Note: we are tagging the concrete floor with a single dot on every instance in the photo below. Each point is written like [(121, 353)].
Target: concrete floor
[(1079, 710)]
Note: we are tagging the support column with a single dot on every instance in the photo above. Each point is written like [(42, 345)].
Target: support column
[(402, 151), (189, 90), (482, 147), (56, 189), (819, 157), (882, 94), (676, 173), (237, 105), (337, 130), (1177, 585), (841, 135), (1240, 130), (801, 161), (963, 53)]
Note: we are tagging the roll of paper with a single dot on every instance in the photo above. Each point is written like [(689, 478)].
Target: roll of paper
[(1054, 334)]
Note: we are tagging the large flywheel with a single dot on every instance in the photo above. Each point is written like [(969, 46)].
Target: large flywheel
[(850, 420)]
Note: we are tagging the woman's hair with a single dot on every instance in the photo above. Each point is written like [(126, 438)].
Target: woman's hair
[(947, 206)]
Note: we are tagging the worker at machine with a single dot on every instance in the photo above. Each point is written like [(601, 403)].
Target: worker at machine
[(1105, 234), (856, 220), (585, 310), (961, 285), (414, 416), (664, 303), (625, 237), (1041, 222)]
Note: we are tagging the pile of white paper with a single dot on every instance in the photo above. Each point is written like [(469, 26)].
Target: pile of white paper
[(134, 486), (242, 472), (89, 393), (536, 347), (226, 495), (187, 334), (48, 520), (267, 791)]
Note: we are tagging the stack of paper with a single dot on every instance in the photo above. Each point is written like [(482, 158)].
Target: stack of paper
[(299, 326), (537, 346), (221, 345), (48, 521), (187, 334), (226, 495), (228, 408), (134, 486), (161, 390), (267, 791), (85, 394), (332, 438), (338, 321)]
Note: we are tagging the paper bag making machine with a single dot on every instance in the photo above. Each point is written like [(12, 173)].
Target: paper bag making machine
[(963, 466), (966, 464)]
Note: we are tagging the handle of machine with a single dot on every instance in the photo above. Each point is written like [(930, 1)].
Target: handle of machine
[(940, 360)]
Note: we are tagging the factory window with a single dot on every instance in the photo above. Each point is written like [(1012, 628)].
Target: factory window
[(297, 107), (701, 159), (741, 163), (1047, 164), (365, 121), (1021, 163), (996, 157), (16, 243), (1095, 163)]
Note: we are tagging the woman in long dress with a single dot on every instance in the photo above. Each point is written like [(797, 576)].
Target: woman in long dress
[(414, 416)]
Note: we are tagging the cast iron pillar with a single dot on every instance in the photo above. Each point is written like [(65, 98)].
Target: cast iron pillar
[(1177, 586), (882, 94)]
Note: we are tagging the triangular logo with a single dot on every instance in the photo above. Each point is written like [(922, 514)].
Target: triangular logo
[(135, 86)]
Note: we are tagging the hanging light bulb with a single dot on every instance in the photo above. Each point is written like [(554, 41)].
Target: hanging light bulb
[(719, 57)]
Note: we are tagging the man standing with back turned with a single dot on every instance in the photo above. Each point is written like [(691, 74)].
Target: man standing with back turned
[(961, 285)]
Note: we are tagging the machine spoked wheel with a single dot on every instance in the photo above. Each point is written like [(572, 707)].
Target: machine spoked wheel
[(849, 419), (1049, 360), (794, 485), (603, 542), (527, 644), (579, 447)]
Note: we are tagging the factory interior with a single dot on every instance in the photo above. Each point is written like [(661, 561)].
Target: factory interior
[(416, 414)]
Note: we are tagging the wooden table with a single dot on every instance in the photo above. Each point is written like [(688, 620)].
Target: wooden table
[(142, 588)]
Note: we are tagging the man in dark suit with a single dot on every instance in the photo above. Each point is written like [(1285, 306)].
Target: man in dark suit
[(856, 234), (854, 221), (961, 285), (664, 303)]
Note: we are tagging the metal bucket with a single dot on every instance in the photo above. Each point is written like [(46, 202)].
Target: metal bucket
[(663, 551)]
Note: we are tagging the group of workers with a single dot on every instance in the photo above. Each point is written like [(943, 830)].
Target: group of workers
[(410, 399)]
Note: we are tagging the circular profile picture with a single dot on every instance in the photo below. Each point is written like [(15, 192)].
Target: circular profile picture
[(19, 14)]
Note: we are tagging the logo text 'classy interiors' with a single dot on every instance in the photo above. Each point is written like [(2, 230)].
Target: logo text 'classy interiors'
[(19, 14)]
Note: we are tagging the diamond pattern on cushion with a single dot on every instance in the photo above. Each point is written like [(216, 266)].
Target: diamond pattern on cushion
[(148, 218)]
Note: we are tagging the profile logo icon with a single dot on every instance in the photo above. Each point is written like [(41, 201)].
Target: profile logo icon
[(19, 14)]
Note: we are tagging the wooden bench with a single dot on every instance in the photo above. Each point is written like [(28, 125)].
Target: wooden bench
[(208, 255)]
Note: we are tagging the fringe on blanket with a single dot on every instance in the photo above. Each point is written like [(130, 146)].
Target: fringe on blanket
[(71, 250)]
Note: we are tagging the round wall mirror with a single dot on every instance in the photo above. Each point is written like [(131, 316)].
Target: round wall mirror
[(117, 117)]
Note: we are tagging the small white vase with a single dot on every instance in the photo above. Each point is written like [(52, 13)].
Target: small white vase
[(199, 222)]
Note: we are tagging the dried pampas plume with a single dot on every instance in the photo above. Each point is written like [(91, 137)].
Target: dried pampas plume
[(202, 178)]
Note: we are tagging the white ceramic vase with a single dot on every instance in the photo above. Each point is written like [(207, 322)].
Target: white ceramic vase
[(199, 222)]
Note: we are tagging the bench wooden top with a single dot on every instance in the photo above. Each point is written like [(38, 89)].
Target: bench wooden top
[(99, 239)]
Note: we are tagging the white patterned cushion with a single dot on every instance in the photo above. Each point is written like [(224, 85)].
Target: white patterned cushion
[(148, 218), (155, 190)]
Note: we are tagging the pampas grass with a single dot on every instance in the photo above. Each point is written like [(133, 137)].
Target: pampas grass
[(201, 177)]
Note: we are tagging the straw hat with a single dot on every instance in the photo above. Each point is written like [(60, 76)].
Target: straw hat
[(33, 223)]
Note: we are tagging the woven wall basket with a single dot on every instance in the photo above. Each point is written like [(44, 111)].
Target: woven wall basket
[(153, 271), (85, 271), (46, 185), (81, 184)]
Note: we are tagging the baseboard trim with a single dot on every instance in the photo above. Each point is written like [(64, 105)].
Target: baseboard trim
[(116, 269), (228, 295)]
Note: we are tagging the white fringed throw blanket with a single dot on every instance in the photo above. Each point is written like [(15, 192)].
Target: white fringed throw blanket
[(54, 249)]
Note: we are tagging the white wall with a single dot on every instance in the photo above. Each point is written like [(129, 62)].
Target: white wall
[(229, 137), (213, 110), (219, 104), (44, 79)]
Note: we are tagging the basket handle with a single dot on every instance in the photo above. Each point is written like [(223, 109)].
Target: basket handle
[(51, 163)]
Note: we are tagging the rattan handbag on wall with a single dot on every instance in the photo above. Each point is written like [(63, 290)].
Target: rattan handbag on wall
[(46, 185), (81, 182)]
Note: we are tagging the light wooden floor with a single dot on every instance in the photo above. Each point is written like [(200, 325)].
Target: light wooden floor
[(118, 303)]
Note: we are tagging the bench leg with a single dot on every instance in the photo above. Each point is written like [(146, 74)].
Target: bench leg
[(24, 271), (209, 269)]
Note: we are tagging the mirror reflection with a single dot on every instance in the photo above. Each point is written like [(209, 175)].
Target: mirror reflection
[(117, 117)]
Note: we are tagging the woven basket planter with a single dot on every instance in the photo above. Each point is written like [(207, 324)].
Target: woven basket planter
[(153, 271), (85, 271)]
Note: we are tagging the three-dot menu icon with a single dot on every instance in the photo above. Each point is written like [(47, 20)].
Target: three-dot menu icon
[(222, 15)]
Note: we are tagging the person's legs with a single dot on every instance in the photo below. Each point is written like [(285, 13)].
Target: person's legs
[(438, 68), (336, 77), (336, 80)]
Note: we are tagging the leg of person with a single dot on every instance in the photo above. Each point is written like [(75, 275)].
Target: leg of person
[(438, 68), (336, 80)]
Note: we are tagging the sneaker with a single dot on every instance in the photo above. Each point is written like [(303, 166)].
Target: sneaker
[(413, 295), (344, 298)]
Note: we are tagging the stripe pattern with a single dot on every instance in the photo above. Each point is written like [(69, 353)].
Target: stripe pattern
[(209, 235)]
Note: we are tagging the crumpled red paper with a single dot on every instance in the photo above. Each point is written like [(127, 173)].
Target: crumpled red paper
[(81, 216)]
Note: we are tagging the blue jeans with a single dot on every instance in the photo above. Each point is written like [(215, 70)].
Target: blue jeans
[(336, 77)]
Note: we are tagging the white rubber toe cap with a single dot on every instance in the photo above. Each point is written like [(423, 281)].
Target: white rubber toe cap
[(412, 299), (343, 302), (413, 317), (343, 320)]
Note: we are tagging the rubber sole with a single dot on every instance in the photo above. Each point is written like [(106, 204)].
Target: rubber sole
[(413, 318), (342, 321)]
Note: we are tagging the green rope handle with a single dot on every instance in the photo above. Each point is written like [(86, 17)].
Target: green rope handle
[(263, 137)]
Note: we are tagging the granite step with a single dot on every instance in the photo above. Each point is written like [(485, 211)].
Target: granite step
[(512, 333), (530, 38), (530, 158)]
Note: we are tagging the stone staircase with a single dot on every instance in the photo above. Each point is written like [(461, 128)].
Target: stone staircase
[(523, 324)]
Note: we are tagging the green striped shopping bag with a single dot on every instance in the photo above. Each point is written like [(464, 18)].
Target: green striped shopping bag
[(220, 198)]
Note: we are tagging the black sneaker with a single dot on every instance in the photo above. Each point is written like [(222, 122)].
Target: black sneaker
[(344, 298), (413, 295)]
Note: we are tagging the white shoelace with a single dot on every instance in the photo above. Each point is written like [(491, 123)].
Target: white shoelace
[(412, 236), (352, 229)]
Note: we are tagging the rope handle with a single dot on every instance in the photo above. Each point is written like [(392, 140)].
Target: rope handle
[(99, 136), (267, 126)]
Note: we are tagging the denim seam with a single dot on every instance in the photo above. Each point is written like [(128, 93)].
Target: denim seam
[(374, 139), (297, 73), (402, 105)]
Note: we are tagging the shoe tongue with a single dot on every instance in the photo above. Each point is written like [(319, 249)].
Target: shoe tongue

__Written request__
Could you convert the lines running from the one containing "Note: we are tagging the stripe" up to and including the one containing "[(412, 299), (343, 302), (413, 317), (343, 320)]" into a numbered list, leaving out any blank lines?

__Written solution__
1. Note: we are tagging the stripe pattern with a single dot on every instance in the photo above. Each point is written like [(69, 353)].
2. Target: stripe pattern
3. [(209, 235)]
4. Note: we are tagging the crumpled red paper with a single dot on every instance in the photo above. Each point is written like [(127, 173)].
5. Target: crumpled red paper
6. [(81, 216)]
7. Note: we are tagging the blue jeans with a single dot on every instance in the photo above. Each point is written like [(215, 70)].
8. Target: blue jeans
9. [(336, 77)]
10. Note: we are tagging the white rubber toe cap with a single dot on every instance in the photo above. Each point is written like [(423, 281)].
11. Target: white rubber toe cap
12. [(412, 299), (343, 302), (413, 317), (343, 320)]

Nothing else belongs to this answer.